To do: The expected answer is the set of lines in the data below between the line holding "Each <instance> requires" and the line holding "rough mask: <svg", inclusive, written out exactly.

Records to process:
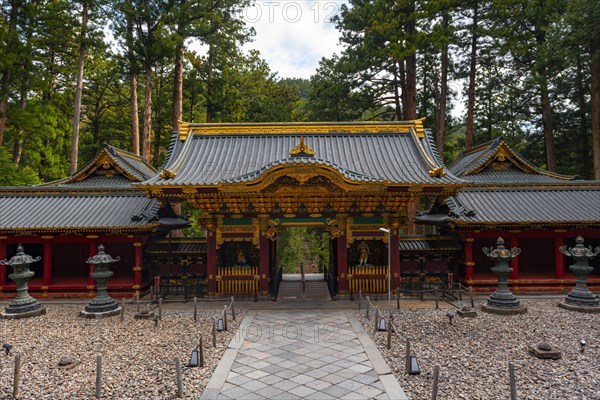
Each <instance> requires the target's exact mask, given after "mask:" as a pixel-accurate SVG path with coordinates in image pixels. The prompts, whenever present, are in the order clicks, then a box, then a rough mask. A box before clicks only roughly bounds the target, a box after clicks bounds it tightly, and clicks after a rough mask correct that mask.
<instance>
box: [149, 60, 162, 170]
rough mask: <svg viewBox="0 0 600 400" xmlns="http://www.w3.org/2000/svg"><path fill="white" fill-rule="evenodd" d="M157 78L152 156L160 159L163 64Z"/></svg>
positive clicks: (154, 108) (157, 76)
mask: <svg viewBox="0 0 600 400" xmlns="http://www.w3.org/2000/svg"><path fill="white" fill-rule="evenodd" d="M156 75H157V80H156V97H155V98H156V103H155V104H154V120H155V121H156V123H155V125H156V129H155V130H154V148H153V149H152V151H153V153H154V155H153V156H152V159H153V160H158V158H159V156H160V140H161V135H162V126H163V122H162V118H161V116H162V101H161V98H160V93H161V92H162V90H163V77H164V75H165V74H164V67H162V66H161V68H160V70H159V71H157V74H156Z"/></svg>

==

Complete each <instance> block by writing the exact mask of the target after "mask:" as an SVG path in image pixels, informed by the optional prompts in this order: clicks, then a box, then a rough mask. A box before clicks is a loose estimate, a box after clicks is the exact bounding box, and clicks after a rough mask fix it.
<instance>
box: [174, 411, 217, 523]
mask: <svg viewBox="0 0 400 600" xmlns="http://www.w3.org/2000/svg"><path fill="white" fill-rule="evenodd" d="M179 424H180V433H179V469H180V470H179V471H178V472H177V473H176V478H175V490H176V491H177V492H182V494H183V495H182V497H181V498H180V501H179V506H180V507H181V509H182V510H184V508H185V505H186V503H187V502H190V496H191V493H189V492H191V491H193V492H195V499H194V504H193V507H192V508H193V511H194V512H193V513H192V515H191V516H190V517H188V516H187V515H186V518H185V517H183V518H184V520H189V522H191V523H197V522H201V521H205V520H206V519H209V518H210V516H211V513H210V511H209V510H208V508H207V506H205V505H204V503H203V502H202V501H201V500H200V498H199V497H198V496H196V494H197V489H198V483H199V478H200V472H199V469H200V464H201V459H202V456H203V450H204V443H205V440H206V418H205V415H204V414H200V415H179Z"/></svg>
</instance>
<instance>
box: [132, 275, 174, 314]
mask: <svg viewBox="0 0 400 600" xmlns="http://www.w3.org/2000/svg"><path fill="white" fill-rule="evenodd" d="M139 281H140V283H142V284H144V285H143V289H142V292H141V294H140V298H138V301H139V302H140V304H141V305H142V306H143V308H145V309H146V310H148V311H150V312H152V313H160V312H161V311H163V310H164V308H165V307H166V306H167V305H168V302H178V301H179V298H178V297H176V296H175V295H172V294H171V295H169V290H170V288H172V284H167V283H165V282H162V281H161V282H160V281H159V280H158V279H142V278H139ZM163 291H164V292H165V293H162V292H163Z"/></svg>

Written answer:
Each <instance> requires the target's exact mask, given after "mask:" as a pixel-accurate SVG path with coordinates in image pixels. The prompts, whenever present, are in the order clicks, then a box, then a rough mask. A box before clicks only roughly bounds the target, a box after clicks bounds it tightly, and clicks after a rough mask correct that mask.
<instance>
box: [149, 60, 162, 170]
rough mask: <svg viewBox="0 0 600 400" xmlns="http://www.w3.org/2000/svg"><path fill="white" fill-rule="evenodd" d="M157 78L152 156L160 159L163 64Z"/></svg>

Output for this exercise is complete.